== Document passage ==
+ + + + + + +

Query execution slow

Bug #844877 reported by Michal Hruby
10
This bug affects 2 people
Affects Status Importance Assigned to Milestone
Zeitgeist Framework
In Progress
Undecided
Siegfried Gevatter

Bug Description

Synapse is using various not-so-complex find_events queries to display recent activities, and it seems that especially a query for "All" category is taking much longer than any other query (~750ms with a DB with 200k events).

Here's the output from zg with the debug_sql extension:

[DEBUG - root] # parameters: {'event_templates': [Event([dbus.Array([dbus.String(u''), '1315492708863', dbus.String(u''), dbus.String(u''), dbus.String(u''), ''], signature=dbus.Signature('s')), [Subject([dbus.String(u''), dbus.String(u''), dbus.String(u''), dbus.String(u''), dbus.String(u''), dbus.String(u''), dbus.String(u''), dbus.String(u'')]), Subject([dbus.String(u''), dbus.String(u'!http://www.semanticdesktop.org/ontologies/2007/03/22/nfo#Folder'), dbus.String(u''), dbus.String(u''), dbus.String(u''), dbus.String(u''), dbus.String(u''), dbus.String(u'')]), Subject([dbus.String(u''), dbus.String(u'!http://www.semanticdesktop.org/ontologies/2007/03/22/nfo#Software'), dbus.String(u''), dbus.String(u''), dbus.String(u''), dbus.String(u''), dbus.String(u''), dbus.String(u'')])], dbus.Array([], signature=dbus.Signature('y'))])],
 'max_events': dbus.UInt32(96L),
 'order': dbus.UInt32(2L),
 'return_mode': 1,
 'self': <_zeitgeist.engine.main.ZeitgeistEngine instance at 0x1b66248>,
 'sender': ':1.3604',
 'storage_state': dbus.UInt32(2L),
 'time_range': [1300977508860, 9223372036854775807]}

[DEBUG - root] # database size: {'actor': 129,
 'event': 192746,
 'interpretation': 68,
 'manifestation': 27,
 'mimetype': 353,
 'uri': 60265}
[DEBUG - root] # BEGIN SQL QUERY #
no pretty sql: SELECT id FROM event_view
    NATURAL JOIN (
     SELECT subj_id,
      max(timestamp) AS timestamp

     FROM event_view WHERE (+timestamp >= ? AND ((NOT (subj_interpretation = ?) AND NOT (subj_interpretation = ? OR subj_interpretation = ? OR subj_interpretation = ?))))

+ + + + + + +

== What is asked ==
• a. In the slow-query bug report, list every key shown in the database size debug output, along with its count.
• b. Pick up the slow-query bug report at the point where the text stops and continue writing it.
The records that come next are separate from the bug report and are not part of it.

== Record list ==
+ + + + + + +

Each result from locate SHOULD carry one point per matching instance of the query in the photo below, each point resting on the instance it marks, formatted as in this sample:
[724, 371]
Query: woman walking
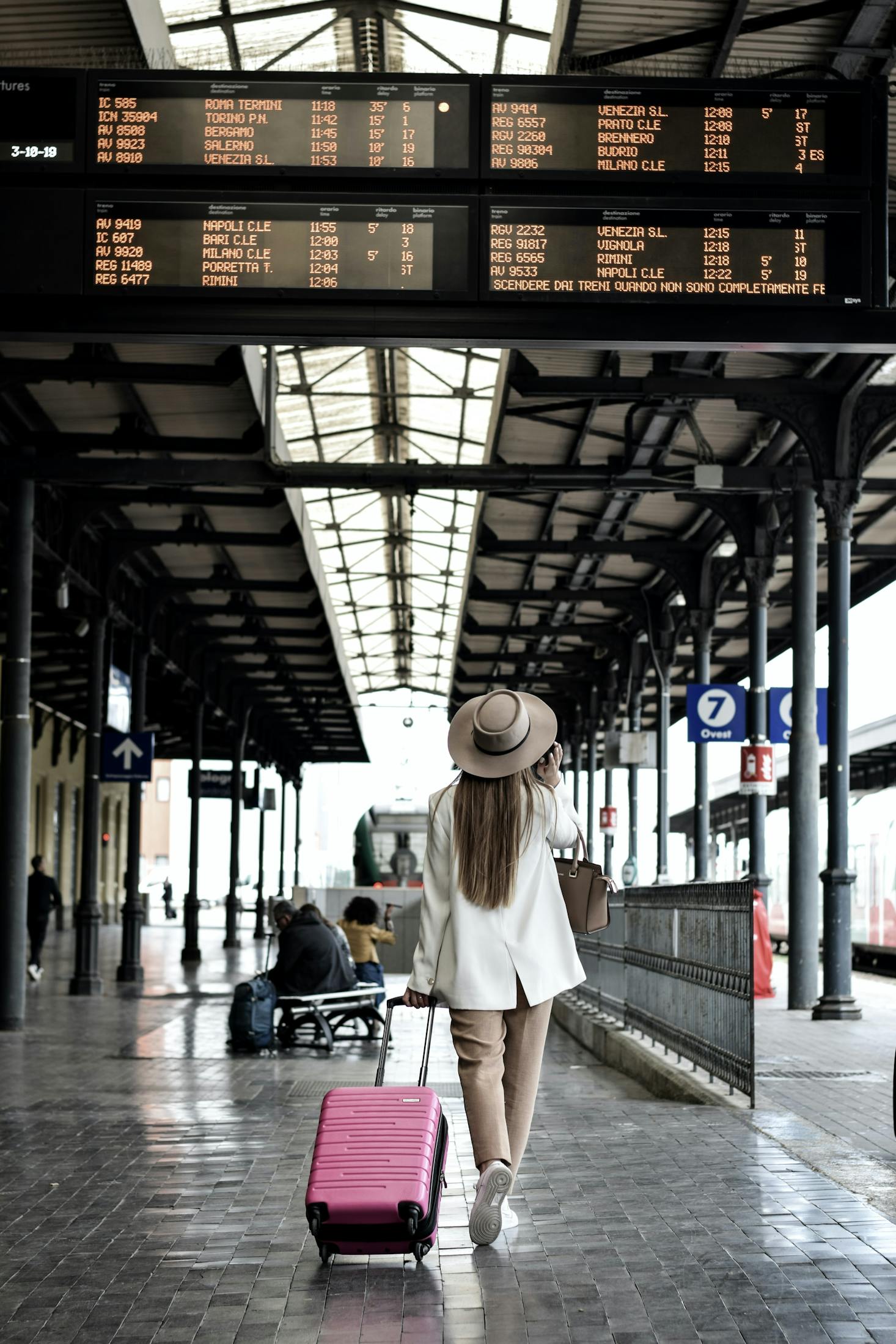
[494, 940]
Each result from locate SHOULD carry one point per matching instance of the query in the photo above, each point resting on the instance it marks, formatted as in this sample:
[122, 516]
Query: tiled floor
[152, 1190]
[856, 1103]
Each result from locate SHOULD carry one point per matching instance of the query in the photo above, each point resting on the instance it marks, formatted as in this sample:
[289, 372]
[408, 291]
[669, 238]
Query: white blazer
[481, 952]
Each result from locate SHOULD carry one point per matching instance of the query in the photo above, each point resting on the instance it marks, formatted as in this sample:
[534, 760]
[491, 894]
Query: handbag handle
[574, 870]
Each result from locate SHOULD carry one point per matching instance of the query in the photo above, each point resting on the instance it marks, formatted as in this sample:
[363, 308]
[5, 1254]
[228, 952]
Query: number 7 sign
[716, 713]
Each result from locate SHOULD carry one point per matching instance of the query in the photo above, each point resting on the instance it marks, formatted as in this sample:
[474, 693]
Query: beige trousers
[499, 1054]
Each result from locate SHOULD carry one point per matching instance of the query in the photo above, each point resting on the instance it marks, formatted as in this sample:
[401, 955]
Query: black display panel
[42, 240]
[309, 125]
[684, 252]
[634, 138]
[398, 248]
[41, 122]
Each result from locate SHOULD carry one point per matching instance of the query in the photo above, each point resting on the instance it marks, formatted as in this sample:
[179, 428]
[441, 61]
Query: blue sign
[127, 755]
[781, 718]
[716, 713]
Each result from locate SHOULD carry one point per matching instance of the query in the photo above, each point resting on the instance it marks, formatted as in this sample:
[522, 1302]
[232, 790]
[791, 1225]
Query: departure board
[41, 122]
[299, 124]
[634, 138]
[339, 246]
[734, 255]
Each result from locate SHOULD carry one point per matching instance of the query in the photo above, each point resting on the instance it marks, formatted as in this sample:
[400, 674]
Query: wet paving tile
[152, 1192]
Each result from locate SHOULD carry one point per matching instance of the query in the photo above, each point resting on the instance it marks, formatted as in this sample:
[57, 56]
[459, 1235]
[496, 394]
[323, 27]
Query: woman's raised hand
[548, 766]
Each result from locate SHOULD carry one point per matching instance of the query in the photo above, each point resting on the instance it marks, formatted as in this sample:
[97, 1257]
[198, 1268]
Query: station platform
[159, 1192]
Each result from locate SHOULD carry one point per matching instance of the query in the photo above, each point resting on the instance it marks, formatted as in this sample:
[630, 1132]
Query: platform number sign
[781, 714]
[716, 713]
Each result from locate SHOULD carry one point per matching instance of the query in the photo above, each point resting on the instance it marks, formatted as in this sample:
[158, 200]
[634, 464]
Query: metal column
[702, 631]
[299, 818]
[232, 914]
[663, 772]
[802, 937]
[757, 573]
[576, 765]
[281, 883]
[608, 838]
[592, 780]
[15, 760]
[132, 916]
[191, 953]
[634, 724]
[837, 999]
[260, 900]
[86, 977]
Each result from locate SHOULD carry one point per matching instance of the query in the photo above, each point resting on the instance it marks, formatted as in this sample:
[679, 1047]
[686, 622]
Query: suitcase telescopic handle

+ + + + + + +

== Responses in order ==
• a.
actor: 129
event: 192746
interpretation: 68
manifestation: 27
mimetype: 353
uri: 60265

• b.
     GROUP BY subj_id)
    GROUP BY subj_id
    ORDER BY timestamp DESC
     LIMIT 96 : [1300977508860, 45, 46, 47, 43]
took 0.712120s
# END SQL QUERY
[DEBUG - zeitgeist.engine] Found 96 events IDs in 0.723284s

Revision history for this message
Seif Lotfy (seif) wrote : Re: [Zeitgeist] [Bug 844877] [NEW] Query execution slow
Download full text (5.6 KiB)

Wow that is VERY SLOW...
Maybe Markus can help us look into the DB structure again :)

On Thu, Sep 8, 2011 at 4:59 PM, Michal Hruby <email address hidden> wrote:

> Public bug reported:
>
> Synapse is using various not-so-complex find_events queries to display
> recent activities, and it seems that especially a query for "All"
> category is taking much longer than any other query (~750ms with a DB
> with 200k events).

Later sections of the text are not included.